+++ Data for this exercise

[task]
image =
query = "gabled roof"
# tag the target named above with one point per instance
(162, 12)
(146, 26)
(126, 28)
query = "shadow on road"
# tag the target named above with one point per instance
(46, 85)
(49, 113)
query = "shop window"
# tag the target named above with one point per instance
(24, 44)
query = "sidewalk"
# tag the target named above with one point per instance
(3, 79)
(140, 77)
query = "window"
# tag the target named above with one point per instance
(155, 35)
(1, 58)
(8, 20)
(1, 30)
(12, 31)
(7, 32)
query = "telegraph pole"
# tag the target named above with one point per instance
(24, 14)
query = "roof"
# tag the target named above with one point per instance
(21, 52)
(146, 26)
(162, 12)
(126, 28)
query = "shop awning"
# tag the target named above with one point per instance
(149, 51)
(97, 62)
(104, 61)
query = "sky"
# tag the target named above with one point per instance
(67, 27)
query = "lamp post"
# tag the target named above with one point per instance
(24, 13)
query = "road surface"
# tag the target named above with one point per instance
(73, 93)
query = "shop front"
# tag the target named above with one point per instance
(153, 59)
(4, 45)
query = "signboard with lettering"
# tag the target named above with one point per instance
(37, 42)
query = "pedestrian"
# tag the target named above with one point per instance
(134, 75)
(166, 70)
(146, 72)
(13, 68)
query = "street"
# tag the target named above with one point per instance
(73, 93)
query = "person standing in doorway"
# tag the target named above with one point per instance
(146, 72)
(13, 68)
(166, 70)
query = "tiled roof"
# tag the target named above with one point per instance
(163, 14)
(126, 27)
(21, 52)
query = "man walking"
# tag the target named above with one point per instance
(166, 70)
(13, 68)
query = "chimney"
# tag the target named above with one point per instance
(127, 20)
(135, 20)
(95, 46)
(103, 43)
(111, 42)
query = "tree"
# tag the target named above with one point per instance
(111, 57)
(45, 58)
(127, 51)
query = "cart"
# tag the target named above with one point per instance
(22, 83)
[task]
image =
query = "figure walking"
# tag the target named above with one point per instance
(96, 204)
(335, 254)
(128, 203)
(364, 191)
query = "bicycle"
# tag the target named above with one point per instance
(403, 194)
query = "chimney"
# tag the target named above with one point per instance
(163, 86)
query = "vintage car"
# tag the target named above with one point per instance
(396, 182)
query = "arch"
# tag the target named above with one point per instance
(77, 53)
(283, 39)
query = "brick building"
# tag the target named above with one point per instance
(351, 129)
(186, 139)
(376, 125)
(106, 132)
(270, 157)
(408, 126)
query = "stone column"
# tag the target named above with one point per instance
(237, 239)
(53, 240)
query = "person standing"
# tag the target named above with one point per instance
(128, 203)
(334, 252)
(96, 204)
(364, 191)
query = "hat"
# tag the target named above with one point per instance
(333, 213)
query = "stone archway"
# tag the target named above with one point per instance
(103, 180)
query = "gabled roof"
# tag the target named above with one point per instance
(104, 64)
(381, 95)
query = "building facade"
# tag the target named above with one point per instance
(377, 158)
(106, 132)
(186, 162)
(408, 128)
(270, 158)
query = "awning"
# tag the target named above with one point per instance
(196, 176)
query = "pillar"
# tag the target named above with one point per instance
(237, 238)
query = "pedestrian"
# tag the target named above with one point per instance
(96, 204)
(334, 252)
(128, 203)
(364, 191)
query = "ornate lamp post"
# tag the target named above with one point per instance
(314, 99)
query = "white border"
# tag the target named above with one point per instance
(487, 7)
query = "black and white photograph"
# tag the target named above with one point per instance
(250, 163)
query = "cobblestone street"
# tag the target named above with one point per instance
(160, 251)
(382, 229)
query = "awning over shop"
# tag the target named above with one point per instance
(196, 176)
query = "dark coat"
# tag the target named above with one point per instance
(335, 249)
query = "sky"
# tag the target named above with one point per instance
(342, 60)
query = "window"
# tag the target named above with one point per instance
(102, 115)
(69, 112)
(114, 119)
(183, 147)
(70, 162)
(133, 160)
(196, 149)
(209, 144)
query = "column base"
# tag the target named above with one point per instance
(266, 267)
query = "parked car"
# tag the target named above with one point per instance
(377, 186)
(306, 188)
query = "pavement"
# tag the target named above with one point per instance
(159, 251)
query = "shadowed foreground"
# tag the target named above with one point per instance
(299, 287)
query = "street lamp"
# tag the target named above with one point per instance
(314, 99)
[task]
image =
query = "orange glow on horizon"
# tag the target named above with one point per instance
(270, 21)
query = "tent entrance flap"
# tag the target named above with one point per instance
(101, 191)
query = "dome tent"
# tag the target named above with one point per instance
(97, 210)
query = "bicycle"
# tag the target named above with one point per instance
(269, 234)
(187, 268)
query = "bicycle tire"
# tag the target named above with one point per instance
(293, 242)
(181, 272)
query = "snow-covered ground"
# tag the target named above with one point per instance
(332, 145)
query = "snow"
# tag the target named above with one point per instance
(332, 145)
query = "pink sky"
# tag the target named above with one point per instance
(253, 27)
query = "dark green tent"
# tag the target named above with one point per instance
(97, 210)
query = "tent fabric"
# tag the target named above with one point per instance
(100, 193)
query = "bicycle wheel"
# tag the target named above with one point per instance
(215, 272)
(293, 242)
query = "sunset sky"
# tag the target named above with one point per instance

++++++

▶ **Brief**
Each line of the records above should be copied exactly.

▶ **Response**
[task]
image =
query = "gabled roof"
# tag the target named above with one point per instance
(162, 12)
(146, 26)
(126, 28)
query = "shadow on road"
# tag the target named above with one point per instance
(46, 85)
(49, 113)
query = "shop window"
# tag the target named above with one point per instance
(24, 44)
query = "sidewalk"
# tag the target named above with one point per instance
(3, 79)
(140, 77)
query = "window"
# tag the target named above with one point per instance
(155, 35)
(1, 58)
(8, 20)
(1, 30)
(12, 31)
(7, 32)
query = "telegraph pole"
# tag the target named above with one point per instance
(24, 14)
query = "roof"
# tag the target named above with one point per instance
(21, 52)
(146, 26)
(162, 12)
(126, 28)
query = "shop awning"
# tag the target named above with one point per instance
(149, 51)
(97, 62)
(104, 61)
query = "sky"
# tag the target named above with one point per instance
(67, 27)
query = "lamp post"
# tag the target named above with one point per instance
(24, 13)
query = "road surface"
# tag the target named above with one point per instance
(73, 93)
query = "shop front"
# tag the target named above with one point per instance
(153, 59)
(4, 45)
query = "signboard with lettering"
# tag the target named above with one point per instance
(37, 42)
query = "pedestrian"
# tag the target named above with one point per instance
(134, 75)
(166, 70)
(146, 72)
(13, 68)
query = "street"
# tag the target named above with one point per instance
(73, 93)
query = "person standing in doorway"
# tag the target named above with one point per instance
(146, 72)
(13, 68)
(166, 70)
query = "tiled roof"
# tag the target named above with one point per instance
(163, 14)
(126, 27)
(21, 52)
query = "man walking"
# tag the target named above with one point per instance
(166, 70)
(13, 68)
query = "chimney"
# tag the target named above with one point per instance
(127, 20)
(135, 20)
(95, 46)
(103, 43)
(111, 42)
query = "tree"
# tag the target named above with one point per instance
(111, 57)
(45, 58)
(127, 51)
query = "cart"
# tag the target named above with one point per instance
(22, 83)
[task]
image =
query = "figure walking"
# tag the target named above with one point per instance
(96, 204)
(335, 254)
(128, 203)
(364, 191)
query = "bicycle"
# tag the target named above with one point per instance
(403, 194)
query = "chimney"
# tag the target named above with one point per instance
(163, 86)
query = "vintage car"
# tag the target named above with one point per instance
(396, 182)
query = "arch"
# tag the target named above with one point per instance
(77, 53)
(283, 39)
query = "brick building"
# tag the target named above with one point per instance
(351, 129)
(186, 139)
(376, 125)
(106, 132)
(270, 157)
(408, 126)
query = "stone column"
# tag the target named above with one point per instance
(237, 239)
(53, 240)
query = "person standing"
# tag the target named above with one point per instance
(128, 203)
(334, 252)
(96, 204)
(364, 191)
query = "hat"
# tag the target named above with one point per instance
(333, 213)
query = "stone archway"
# tag the target named above with one point per instance
(103, 180)
query = "gabled roof"
# tag the target named above with one point per instance
(104, 64)
(381, 95)
query = "building facade"
# tag the target named above with one point per instance
(377, 158)
(106, 132)
(186, 162)
(408, 128)
(270, 158)
query = "awning"
# tag the target named above with one point per instance
(196, 176)
query = "pillar"
# tag the target named above with one point per instance
(237, 238)
query = "pedestrian"
# tag the target named above with one point per instance
(96, 204)
(334, 252)
(128, 203)
(364, 191)
query = "ornate lamp post"
# tag the target named above with one point per instance
(314, 99)
query = "white border"
# tag the target named above with one point per instance
(487, 7)
query = "black and white photograph"
# tag the target named above with one point per instance
(250, 163)
query = "cobblestone street"
# tag the target named above with one point per instance
(160, 251)
(382, 229)
query = "awning over shop"
# tag the target named above with one point per instance
(196, 176)
query = "dark coat"
# tag the target named above with one point per instance
(335, 249)
query = "sky"
# tag the target named above with one point per instance
(342, 60)
query = "window"
# tag the target named above with one point per instance
(102, 115)
(69, 112)
(114, 119)
(183, 147)
(70, 162)
(133, 160)
(196, 149)
(209, 144)
query = "column base"
# tag the target named above with one point per instance
(266, 267)
query = "parked car"
# tag the target named above with one point per instance
(377, 186)
(306, 188)
query = "pavement"
# tag the target named above with one point per instance
(159, 251)
query = "shadowed foreground"
# tag the target named above with one point per instance
(299, 287)
query = "street lamp"
# tag the target named above with one point per instance
(314, 99)
[task]
image =
query = "orange glow on horizon"
# tag the target named above with one point per instance
(270, 21)
query = "tent entrance flap"
# tag the target named above with one point per instance
(101, 191)
query = "dome tent"
# tag the target named above with one point per instance
(97, 210)
query = "bicycle"
# tag the target named above with one point per instance
(269, 234)
(187, 268)
query = "bicycle tire"
# tag the target named above with one point per instance
(293, 242)
(181, 272)
query = "snow-covered ground"
# tag the target named above with one point per instance
(332, 145)
query = "snow"
# tag the target named above with one point per instance
(332, 145)
query = "pink sky"
# tag the target named above with one point per instance
(253, 27)
query = "dark green tent"
# tag the target named above with one point per instance
(97, 210)
query = "tent fabric"
# tag the target named above with one point per instance
(100, 193)
query = "bicycle wheel"
# tag the target named above with one point per instance
(215, 272)
(293, 242)
query = "sunset sky"
# tag the target named above with one point per instance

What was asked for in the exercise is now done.